* [INSTRUCTIONS TO FOLLOW] Beginning with the line below that contains "pixel 164 49" and ending with the line that contains "pixel 213 131", retype every line exactly. Pictures are not copied.

* [RECORD SET]

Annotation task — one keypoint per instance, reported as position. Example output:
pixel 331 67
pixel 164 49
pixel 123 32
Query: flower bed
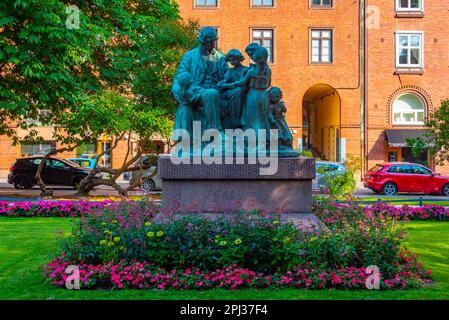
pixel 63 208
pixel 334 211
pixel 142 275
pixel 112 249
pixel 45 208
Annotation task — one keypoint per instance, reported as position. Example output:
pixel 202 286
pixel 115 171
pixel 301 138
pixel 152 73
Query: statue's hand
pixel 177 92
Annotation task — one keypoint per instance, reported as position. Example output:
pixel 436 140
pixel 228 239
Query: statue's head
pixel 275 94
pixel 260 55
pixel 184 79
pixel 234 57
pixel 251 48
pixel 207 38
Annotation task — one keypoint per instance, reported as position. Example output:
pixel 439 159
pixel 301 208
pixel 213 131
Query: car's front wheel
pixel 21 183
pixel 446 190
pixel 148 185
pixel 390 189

==

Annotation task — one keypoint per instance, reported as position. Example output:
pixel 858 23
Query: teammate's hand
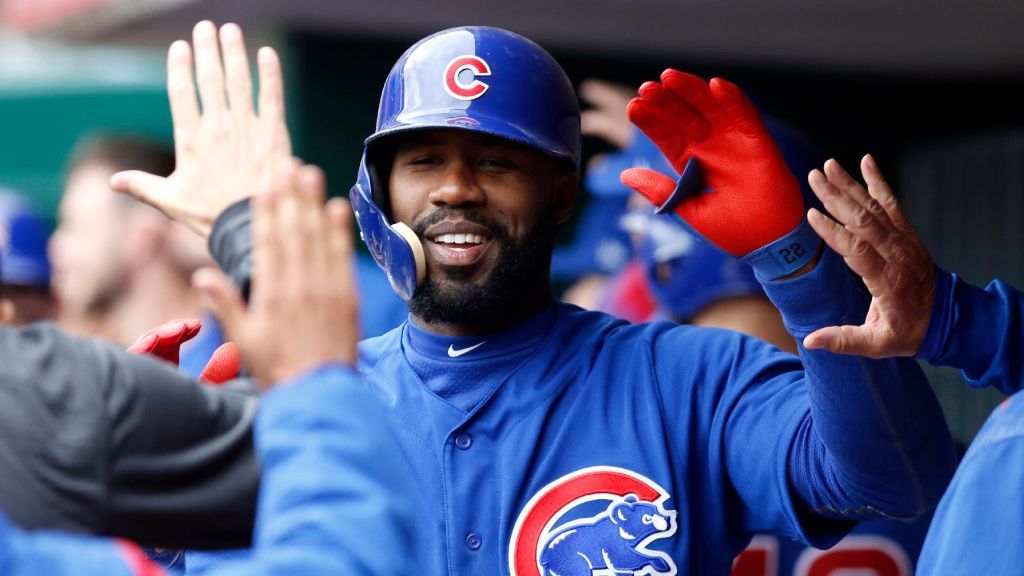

==

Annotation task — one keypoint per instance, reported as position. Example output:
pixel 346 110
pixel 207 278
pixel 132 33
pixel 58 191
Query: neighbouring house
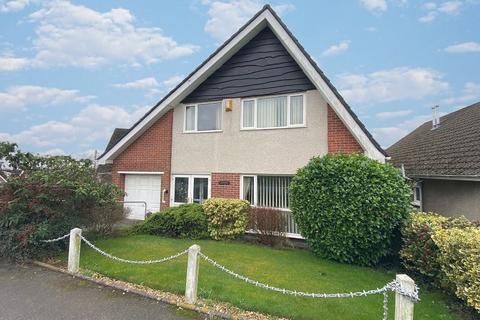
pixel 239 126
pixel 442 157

* [YOUR SOLUTION]
pixel 164 49
pixel 123 32
Query: flower bed
pixel 63 208
pixel 334 211
pixel 142 275
pixel 112 249
pixel 45 208
Annotation task — one keypoint per instance, reported as position. Example output:
pixel 202 286
pixel 115 171
pixel 301 138
pixel 152 73
Query: statue's hand
pixel 177 92
Annotation task — one keypoint per instance, reported as position. Example output:
pixel 436 140
pixel 228 239
Query: statue's head
pixel 275 94
pixel 260 55
pixel 184 79
pixel 234 57
pixel 251 48
pixel 207 38
Annotation task — one keypoint per instance, reported as position. Example output:
pixel 439 159
pixel 301 208
pixel 213 131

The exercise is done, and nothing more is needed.